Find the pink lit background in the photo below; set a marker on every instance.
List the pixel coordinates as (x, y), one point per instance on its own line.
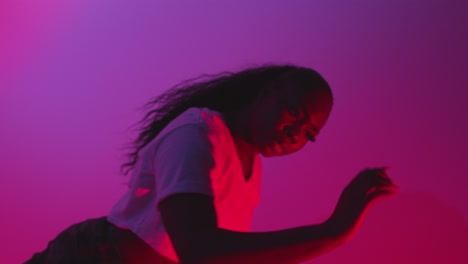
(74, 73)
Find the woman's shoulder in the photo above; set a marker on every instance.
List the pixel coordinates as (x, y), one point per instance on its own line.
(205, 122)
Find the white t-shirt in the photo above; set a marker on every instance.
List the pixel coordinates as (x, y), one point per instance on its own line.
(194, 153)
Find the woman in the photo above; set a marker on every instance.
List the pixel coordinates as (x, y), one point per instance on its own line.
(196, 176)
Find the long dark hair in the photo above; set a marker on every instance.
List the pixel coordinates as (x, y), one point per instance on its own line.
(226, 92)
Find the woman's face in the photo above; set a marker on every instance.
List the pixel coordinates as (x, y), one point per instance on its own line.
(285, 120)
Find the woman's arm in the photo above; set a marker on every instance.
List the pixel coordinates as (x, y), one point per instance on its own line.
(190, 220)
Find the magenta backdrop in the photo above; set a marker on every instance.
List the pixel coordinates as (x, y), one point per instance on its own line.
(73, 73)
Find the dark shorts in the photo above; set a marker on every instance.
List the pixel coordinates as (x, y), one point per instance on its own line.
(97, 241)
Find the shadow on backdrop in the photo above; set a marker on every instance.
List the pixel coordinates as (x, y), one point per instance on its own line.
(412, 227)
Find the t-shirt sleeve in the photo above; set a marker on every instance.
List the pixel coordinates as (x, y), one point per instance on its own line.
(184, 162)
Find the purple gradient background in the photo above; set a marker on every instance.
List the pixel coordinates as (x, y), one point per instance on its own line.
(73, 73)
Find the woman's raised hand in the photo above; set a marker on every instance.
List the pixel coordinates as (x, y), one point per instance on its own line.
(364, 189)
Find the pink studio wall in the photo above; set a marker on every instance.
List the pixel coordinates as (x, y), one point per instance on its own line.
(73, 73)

Aim -> Revise the part of the records that opens with the line containing "Find the purple" and closes at the end of the records, swapping "studio wall" for "studio backdrop" and keeping every other line the same.

Complete response ->
Find the purple gradient background in the photo above; set a marker on every instance.
List the pixel coordinates as (x, y), one point per instance on its own line.
(73, 73)
Find the woman's raised hand in the photo above; set a marker on every instance.
List the pixel coordinates as (x, y), one point per instance on its own line.
(364, 189)
Find the pink studio backdrop in the photo above; set a marker on every instance.
List the pixel coordinates as (x, y), one point per instance on its own line.
(73, 73)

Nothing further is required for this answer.